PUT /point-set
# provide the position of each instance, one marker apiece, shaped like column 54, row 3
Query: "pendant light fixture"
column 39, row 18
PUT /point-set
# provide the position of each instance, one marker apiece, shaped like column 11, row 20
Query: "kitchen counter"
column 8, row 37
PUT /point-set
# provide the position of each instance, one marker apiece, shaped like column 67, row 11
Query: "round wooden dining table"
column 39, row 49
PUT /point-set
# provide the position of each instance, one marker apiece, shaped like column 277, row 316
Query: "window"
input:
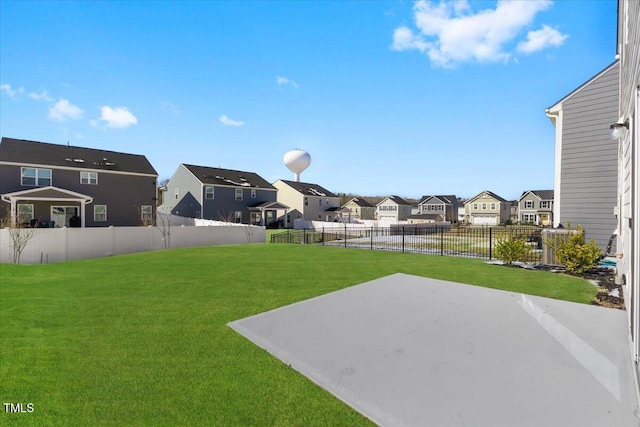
column 25, row 213
column 100, row 213
column 89, row 178
column 209, row 192
column 35, row 177
column 146, row 212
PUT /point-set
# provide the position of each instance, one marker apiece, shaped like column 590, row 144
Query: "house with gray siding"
column 53, row 185
column 586, row 159
column 536, row 207
column 222, row 195
column 445, row 206
column 627, row 139
column 307, row 201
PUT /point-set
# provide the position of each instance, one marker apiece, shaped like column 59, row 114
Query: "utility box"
column 555, row 236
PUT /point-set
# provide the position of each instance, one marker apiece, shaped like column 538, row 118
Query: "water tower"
column 297, row 161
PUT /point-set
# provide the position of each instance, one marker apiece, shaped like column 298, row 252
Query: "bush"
column 577, row 255
column 510, row 248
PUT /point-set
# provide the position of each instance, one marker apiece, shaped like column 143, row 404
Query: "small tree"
column 19, row 236
column 574, row 253
column 510, row 248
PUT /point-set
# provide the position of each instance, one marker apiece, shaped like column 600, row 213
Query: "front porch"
column 47, row 207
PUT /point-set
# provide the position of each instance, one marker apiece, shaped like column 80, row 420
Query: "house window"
column 25, row 213
column 146, row 212
column 35, row 177
column 209, row 192
column 89, row 178
column 100, row 213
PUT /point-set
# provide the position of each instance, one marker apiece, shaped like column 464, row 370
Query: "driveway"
column 412, row 351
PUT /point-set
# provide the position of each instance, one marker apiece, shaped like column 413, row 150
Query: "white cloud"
column 6, row 88
column 63, row 110
column 228, row 122
column 284, row 81
column 44, row 96
column 451, row 32
column 117, row 118
column 541, row 39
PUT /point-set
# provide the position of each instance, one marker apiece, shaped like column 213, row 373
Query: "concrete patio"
column 412, row 351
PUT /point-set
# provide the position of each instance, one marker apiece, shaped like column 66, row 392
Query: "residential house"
column 445, row 206
column 586, row 159
column 307, row 201
column 53, row 185
column 487, row 208
column 393, row 209
column 358, row 209
column 626, row 129
column 221, row 194
column 536, row 207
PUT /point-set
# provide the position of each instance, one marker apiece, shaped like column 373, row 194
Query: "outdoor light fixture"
column 617, row 129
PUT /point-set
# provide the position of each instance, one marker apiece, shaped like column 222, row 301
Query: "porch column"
column 82, row 212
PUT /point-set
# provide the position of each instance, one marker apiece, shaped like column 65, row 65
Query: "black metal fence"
column 469, row 242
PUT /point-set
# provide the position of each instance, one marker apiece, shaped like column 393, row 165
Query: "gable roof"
column 360, row 202
column 309, row 189
column 488, row 193
column 541, row 194
column 397, row 199
column 446, row 199
column 43, row 153
column 228, row 177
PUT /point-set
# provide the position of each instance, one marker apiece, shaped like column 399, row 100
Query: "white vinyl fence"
column 50, row 245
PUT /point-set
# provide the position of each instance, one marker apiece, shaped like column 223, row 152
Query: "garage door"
column 485, row 220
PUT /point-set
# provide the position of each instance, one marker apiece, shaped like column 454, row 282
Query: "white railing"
column 50, row 245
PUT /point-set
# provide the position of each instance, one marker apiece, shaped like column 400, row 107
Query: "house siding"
column 123, row 194
column 588, row 175
column 628, row 268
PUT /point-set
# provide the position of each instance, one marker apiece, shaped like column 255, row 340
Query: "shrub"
column 510, row 248
column 577, row 255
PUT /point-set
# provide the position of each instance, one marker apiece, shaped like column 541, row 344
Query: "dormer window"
column 89, row 178
column 35, row 177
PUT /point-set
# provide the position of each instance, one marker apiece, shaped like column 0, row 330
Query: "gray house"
column 54, row 185
column 445, row 206
column 536, row 207
column 586, row 171
column 220, row 194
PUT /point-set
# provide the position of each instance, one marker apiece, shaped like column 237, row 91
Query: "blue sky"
column 388, row 97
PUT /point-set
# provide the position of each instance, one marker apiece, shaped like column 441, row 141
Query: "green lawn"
column 142, row 339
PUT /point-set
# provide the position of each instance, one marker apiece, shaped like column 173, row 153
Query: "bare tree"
column 19, row 235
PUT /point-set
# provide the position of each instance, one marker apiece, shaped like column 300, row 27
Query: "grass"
column 142, row 339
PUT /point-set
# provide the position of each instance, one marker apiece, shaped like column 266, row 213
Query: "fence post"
column 490, row 243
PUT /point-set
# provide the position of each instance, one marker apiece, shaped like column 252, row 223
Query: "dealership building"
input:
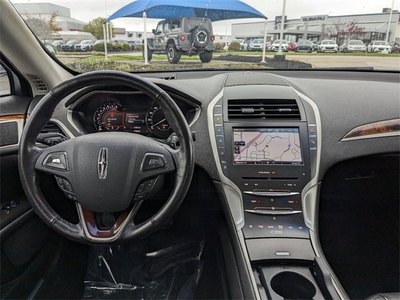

□ □ □ □ □

Try it: Output the listing exactly. Leave out any image.

Your response:
PUT /point-set
# provide the position of each instance, one marker apiece, shaped like column 54, row 3
Query: "pendant light fixture"
column 39, row 18
PUT /point-set
# provide the position of each instance, one marker apiece, shaped like column 11, row 20
Query: "kitchen counter"
column 8, row 37
PUT /point-set
# provide the position of each instance, one marker apiece, shaped like column 67, row 11
Query: "round wooden dining table"
column 39, row 49
PUT /point-set
# provide the position of each instance, one marker apiece, shaped like column 277, row 316
Query: "window"
input:
column 25, row 213
column 100, row 213
column 89, row 178
column 209, row 192
column 35, row 177
column 146, row 212
PUT /point-set
# provide the position of each instance, one marker apiece, shaped like column 590, row 144
Query: "house with gray siding"
column 53, row 185
column 586, row 159
column 536, row 207
column 222, row 195
column 445, row 206
column 627, row 139
column 307, row 201
PUT /point-set
# provide the position of each instance, one marker apiece, shaped like column 59, row 114
Query: "utility box"
column 555, row 236
PUT /point-set
# provide the position of each instance, one marker apiece, shaped like column 538, row 118
Query: "water tower"
column 297, row 161
PUT /point-set
# provide the position of each instance, one marker apiece, shaped like column 298, row 252
Query: "bush"
column 577, row 255
column 510, row 248
PUT /point-set
# provide the position of each instance, one marker apiece, shaped like column 143, row 404
Query: "small tree"
column 19, row 236
column 574, row 253
column 510, row 248
PUT /point-set
# provide the position of each instance, one marker apiece, shaped like column 600, row 213
Query: "front porch"
column 47, row 207
PUT /point-set
# provide the position of each instance, one marker apiece, shaped like column 80, row 420
Query: "house window"
column 25, row 213
column 146, row 212
column 35, row 177
column 209, row 192
column 89, row 178
column 100, row 213
PUT /point-set
# provide the position of each instance, one marker apiece, shaped like column 464, row 370
Query: "driveway"
column 412, row 351
PUT /point-set
# provide the position of each instance, one marker apiece, shaped like column 413, row 150
Query: "white cloud"
column 6, row 88
column 63, row 110
column 228, row 122
column 284, row 81
column 44, row 96
column 451, row 32
column 117, row 118
column 541, row 39
PUT /point-set
# provide the position of each instance, one marker apiece, shaped like column 213, row 373
Query: "concrete patio"
column 412, row 351
PUT /point-set
# provide the position of each instance, one marker apiece, shaped like column 66, row 392
Query: "residential house"
column 445, row 206
column 586, row 159
column 307, row 201
column 53, row 185
column 487, row 208
column 393, row 209
column 358, row 209
column 626, row 129
column 221, row 194
column 536, row 207
PUT /point-set
# provide the position of each instance, one marker apiece, shaped like column 373, row 194
Query: "outdoor light fixture"
column 617, row 129
PUT /point-set
# provide the position of each instance, one marker apiece, shaped like column 222, row 301
Query: "porch column"
column 82, row 212
PUT /point-set
# provide the position of each instance, one marker apiece, shaped like column 65, row 65
Query: "black metal fence"
column 469, row 242
PUT /point-set
# provide the position of each instance, one marker apiece, shaped like column 393, row 165
Query: "gable roof"
column 360, row 202
column 309, row 189
column 488, row 193
column 541, row 194
column 397, row 199
column 446, row 199
column 43, row 153
column 228, row 177
PUT /point-set
# provide the position of each instance, one marker apiece, shaped like column 399, row 100
Query: "white vinyl fence"
column 50, row 245
PUT /point-set
# provide the position of each instance, one marker apiece, shaped like column 223, row 152
Query: "garage door"
column 485, row 220
PUT /point-set
# provide the position of each instance, one marker apiece, shaped like column 454, row 282
Query: "white railing"
column 50, row 245
PUT /point-set
# provide the position of each instance, one marker apiece, shaped like column 400, row 107
Query: "house siding"
column 123, row 194
column 588, row 175
column 628, row 268
PUT /point-set
# provide the position of each instance, one marker apiece, shaped like column 255, row 340
Query: "shrub"
column 510, row 248
column 577, row 255
PUT /point-set
# provide the position of each instance, one marker apiece, shaped like column 541, row 344
Query: "dormer window"
column 89, row 178
column 35, row 177
PUT /point-set
# provide the position of each instance, one marker apiece, shaped like column 0, row 330
Query: "gray house"
column 54, row 185
column 445, row 206
column 536, row 207
column 586, row 171
column 220, row 194
PUT /point-set
# provide the position of each instance, one marker apiece, shaped like column 237, row 91
Query: "blue sky"
column 388, row 97
PUT /point-set
# provide the position of each instance, one marker apiece, shaped like column 441, row 141
Query: "green lawn"
column 142, row 339
PUT /point-set
# provide the position of each instance, one marker apiece, shaped like column 173, row 153
Query: "bare tree"
column 19, row 235
PUT /point-set
# provide the position of each instance, one marker apiece, shaped like column 300, row 27
Query: "grass"
column 142, row 339
PUT /point-set
# provide the position of each instance, one marker apiece, shaped like column 266, row 213
Query: "fence post"
column 490, row 243
PUT /point-set
# provide the position of each instance, one marker apiece, shaped like column 252, row 223
Query: "dealership building"
input:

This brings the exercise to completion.